* [PAGE TEXT]:

********************

Bob Ehrlich: As the Campaign Season Heats Up, Dems Have Made It Clear They've Gone Off the Deep End
With Labor Day weekend now behind us, it’s time to look at what’s working — and what’s not — for the 2020 presidential campaigns.
Since 2016, candidate and then-President Trump’s policy agenda has been geared more toward working class as opposed to upper-middle-class voters — a subtle but very real change of focus for a GOP that has long been known as the party of Wall Street.
The Chamber of Commerce is accordingly unhappy, as reflected in a newfound willingness to support House Democrats in competitive districts. But the Trump-sponsored change of focus helped take down that supposedly impregnable blue wall in 2016 and may do so again in 2020.
Speaking of which, the apparent and dramatic conversion of big business toward the Democrats and away from Trump’s GOP marks the ascension of leftist social policy positions over traditional pro-market positions for much of the business sector.
This is especially true for big tech. It also further solidifies the long and strong relationship between the GOP and the small business community.

********************

* [RECORDS FOR THE EXERCISE]:
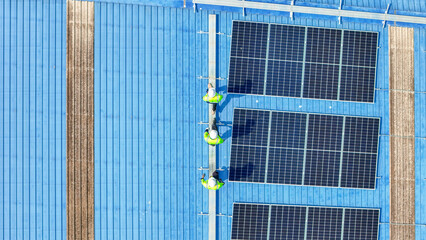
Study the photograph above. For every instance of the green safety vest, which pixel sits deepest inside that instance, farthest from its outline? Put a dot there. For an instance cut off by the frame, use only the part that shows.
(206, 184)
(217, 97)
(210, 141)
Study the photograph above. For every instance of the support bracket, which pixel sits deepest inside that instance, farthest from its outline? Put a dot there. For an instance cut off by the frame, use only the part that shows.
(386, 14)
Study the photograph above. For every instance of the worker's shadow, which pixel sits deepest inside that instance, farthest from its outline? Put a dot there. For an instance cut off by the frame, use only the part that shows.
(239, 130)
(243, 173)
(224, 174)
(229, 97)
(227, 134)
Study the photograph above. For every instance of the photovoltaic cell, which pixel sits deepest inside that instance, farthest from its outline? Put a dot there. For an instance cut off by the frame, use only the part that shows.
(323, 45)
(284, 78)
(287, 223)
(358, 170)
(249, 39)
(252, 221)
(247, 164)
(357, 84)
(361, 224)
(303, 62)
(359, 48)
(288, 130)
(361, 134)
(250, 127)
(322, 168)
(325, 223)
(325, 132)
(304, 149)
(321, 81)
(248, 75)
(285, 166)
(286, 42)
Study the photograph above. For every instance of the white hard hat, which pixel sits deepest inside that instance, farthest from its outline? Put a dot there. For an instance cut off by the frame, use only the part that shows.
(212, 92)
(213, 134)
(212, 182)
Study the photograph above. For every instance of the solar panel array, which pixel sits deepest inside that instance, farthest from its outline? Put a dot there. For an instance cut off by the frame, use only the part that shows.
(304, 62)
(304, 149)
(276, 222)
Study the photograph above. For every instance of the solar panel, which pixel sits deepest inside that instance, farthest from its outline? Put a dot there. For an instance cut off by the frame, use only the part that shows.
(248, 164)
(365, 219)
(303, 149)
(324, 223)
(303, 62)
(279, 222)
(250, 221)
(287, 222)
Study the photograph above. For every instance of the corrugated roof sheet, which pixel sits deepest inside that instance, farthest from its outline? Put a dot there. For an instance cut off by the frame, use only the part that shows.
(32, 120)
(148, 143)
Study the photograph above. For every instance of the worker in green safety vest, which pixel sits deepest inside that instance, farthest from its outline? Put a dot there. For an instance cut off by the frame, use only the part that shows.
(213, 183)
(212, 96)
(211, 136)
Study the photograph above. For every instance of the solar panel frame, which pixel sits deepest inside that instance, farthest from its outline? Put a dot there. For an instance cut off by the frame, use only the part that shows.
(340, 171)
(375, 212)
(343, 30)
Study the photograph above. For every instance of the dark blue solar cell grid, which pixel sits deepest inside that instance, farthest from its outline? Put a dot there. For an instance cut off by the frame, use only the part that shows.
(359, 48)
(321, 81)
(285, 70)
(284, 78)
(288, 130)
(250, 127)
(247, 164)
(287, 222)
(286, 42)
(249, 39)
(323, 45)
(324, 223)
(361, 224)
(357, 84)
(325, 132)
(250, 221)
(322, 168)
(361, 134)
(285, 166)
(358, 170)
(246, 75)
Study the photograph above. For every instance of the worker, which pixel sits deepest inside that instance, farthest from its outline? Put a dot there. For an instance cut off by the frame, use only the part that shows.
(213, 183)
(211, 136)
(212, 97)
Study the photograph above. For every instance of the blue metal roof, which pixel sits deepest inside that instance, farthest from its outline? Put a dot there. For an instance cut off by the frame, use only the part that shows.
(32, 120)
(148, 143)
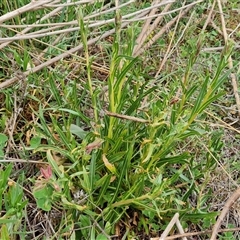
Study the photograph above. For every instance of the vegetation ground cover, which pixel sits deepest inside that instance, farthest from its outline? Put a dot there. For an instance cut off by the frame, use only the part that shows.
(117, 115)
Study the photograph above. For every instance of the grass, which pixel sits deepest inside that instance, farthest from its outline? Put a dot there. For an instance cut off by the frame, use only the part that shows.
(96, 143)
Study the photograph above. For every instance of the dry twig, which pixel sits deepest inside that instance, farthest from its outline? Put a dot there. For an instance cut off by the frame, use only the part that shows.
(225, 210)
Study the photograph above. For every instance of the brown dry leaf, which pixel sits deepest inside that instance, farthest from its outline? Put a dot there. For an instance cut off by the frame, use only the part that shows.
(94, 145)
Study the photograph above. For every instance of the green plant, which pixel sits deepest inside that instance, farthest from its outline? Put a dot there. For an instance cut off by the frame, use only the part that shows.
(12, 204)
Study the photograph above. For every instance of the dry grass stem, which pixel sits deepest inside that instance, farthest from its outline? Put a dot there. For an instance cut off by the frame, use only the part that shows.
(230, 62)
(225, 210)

********************

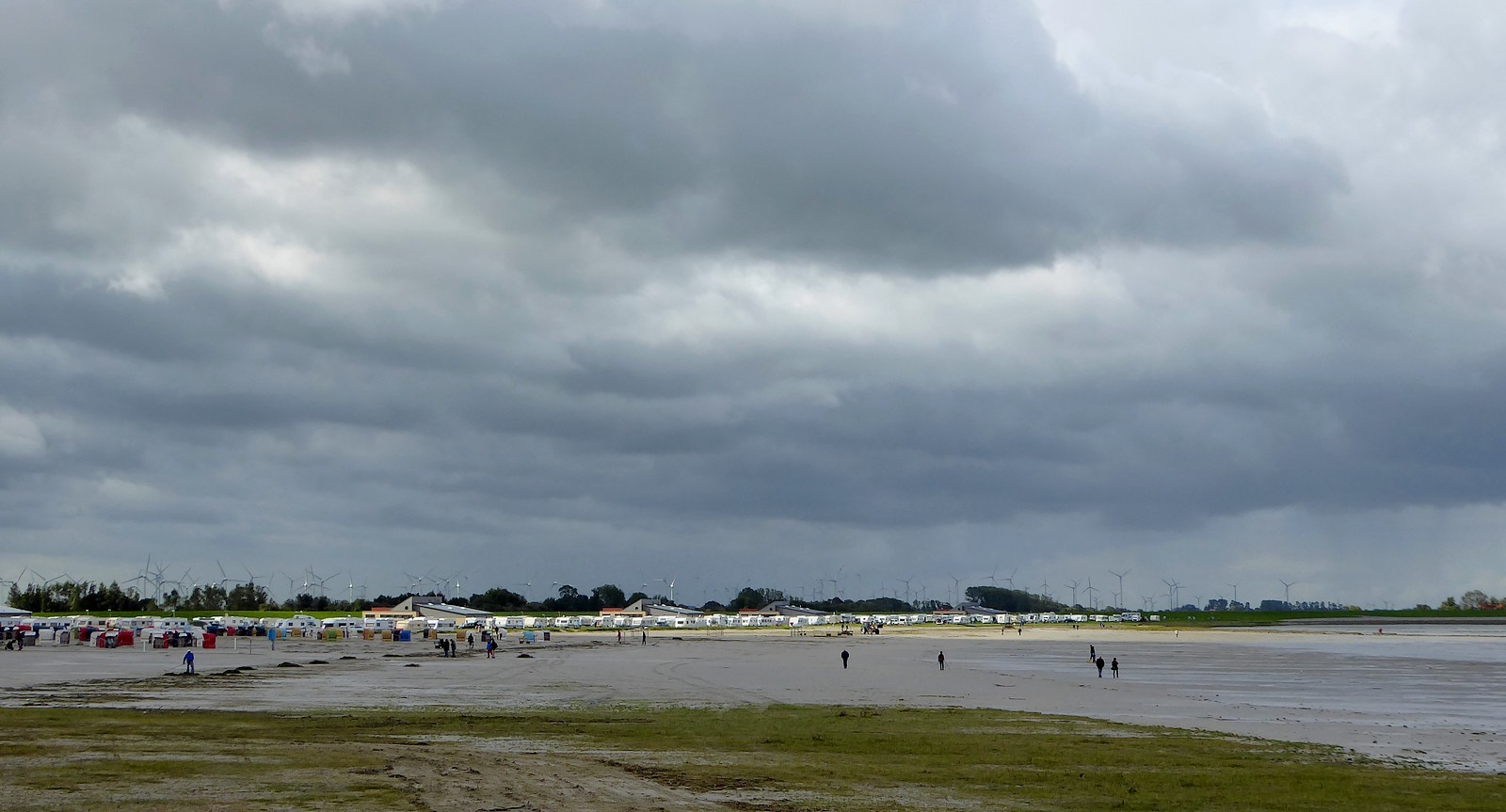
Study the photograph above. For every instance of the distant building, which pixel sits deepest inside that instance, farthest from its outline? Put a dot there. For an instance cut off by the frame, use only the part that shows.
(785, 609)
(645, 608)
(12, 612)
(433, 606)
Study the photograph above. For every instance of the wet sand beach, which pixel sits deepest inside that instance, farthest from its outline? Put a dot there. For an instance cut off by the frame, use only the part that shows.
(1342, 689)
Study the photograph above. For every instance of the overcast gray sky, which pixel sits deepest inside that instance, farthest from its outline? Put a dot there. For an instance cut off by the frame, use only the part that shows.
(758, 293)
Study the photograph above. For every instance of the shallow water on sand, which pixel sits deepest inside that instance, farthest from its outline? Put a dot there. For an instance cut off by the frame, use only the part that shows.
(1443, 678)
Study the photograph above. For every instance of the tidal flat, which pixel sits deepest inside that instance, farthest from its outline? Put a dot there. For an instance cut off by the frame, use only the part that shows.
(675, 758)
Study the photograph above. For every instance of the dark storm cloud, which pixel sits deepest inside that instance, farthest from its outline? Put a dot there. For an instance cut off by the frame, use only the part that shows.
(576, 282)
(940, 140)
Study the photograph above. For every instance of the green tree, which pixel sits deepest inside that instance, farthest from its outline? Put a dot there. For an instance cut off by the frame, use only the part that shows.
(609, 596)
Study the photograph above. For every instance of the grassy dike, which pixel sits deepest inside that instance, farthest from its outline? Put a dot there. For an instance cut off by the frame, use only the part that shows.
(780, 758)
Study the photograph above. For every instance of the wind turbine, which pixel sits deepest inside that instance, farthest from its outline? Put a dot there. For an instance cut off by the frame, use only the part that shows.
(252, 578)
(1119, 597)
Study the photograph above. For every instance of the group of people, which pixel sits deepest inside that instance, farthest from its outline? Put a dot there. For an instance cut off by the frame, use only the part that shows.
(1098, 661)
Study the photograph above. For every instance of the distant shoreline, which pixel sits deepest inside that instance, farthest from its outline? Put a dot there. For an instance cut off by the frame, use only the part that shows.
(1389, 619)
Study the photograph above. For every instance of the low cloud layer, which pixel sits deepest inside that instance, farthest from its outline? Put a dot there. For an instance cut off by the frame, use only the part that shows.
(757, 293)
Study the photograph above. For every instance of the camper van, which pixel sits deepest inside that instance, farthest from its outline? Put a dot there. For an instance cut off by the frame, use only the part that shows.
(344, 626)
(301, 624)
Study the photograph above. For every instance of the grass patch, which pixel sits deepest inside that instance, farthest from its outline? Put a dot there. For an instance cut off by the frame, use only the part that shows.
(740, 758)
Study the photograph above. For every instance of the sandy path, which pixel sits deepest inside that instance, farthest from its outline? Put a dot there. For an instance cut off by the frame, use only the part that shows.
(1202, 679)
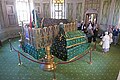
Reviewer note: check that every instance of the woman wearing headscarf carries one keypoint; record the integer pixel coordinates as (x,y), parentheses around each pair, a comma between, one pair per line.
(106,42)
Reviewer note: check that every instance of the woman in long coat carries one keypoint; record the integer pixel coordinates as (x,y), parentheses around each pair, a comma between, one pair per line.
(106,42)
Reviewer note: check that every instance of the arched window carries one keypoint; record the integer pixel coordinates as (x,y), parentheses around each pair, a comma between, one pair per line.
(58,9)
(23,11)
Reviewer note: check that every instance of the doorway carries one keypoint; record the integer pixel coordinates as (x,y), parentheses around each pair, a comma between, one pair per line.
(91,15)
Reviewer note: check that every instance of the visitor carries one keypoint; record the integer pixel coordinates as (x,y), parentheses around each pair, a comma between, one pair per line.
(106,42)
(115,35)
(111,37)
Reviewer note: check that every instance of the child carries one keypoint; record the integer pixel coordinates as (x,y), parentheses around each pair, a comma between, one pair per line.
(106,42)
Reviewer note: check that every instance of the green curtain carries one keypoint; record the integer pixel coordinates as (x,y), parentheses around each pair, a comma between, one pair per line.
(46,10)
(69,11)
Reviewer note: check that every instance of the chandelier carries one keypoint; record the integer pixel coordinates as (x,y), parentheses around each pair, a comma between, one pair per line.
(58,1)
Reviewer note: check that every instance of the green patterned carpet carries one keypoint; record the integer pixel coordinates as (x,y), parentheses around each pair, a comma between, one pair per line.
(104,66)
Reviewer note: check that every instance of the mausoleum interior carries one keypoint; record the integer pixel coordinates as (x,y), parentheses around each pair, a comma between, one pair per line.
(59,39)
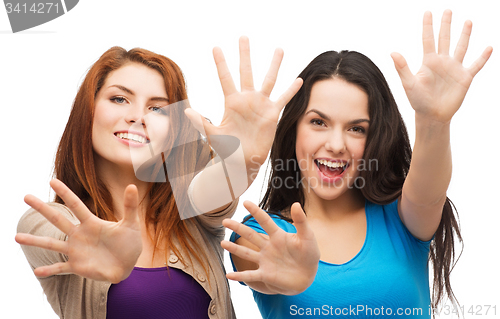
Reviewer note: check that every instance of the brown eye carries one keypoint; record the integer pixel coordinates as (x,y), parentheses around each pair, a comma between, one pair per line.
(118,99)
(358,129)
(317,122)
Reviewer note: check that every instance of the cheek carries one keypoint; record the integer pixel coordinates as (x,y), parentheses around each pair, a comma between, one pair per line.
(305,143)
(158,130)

********************

* [THE TASKS]:
1 > Count the lines in the records that contain the word "woman", and reply with the number alone.
2 > Extend the article on the 2020 presidential campaigns by writing what comes after its final sentence.
The article on the 2020 presidential campaigns and the records are unrelated to each other.

* [OUTPUTS IN ORDER]:
1 > 2

2 >
“Do as I say, not as I do” is a familiar mantra of the entitled left.
And it’s not just about Nancy Pelosi’s hair appointment at an otherwise shuttered San Francisco salon, or Philadelphia Mayor Jim Kennedy’s eating indoors at a Maryland restaurant while he forbids the same behavior in his own city or Bill de Blasio working out in a New York City YMCA, even as his administration shut down the city’s schools and dine-in restaurants.
It’s voting to defund charter schools for poor children while sending their own kids to private school.
It’s attempting to limit gun rights for the average person while keeping armed security details for themselves.
It’s mandating masks, social distancing and shutdowns for all types of small businesses while indulging large and chaotic protests in the streets.
It’s the bottom-line Marie Antoinette condescension and hypocrisy of “let ‘em eat cake” elitism of progressive leaders that is not lost on the average voter.
The media’s nervous fascination with the Trump campaign’s focus on African-American voters has served to bury increasing support from Hispanic men. An issues portfolio of pro-life, pro-family, pro-legal immigration and support for small business makes this a potentially fruitful and long-lasting relationship.
The Democrats’ circa-2016 promise to appeal to white working-class voters never got off the ground. The sustained momentum of the “Bernie Bros” within the party took the effort down.
Should Mr. Biden fall at the hands of crossover, working-class Democrats, (a la Hillary Clinton), will the party leadership make a similar pledge? And who in leadership will step forward to back it all up?
School choice became much more than a typical Republican policy prescription this year.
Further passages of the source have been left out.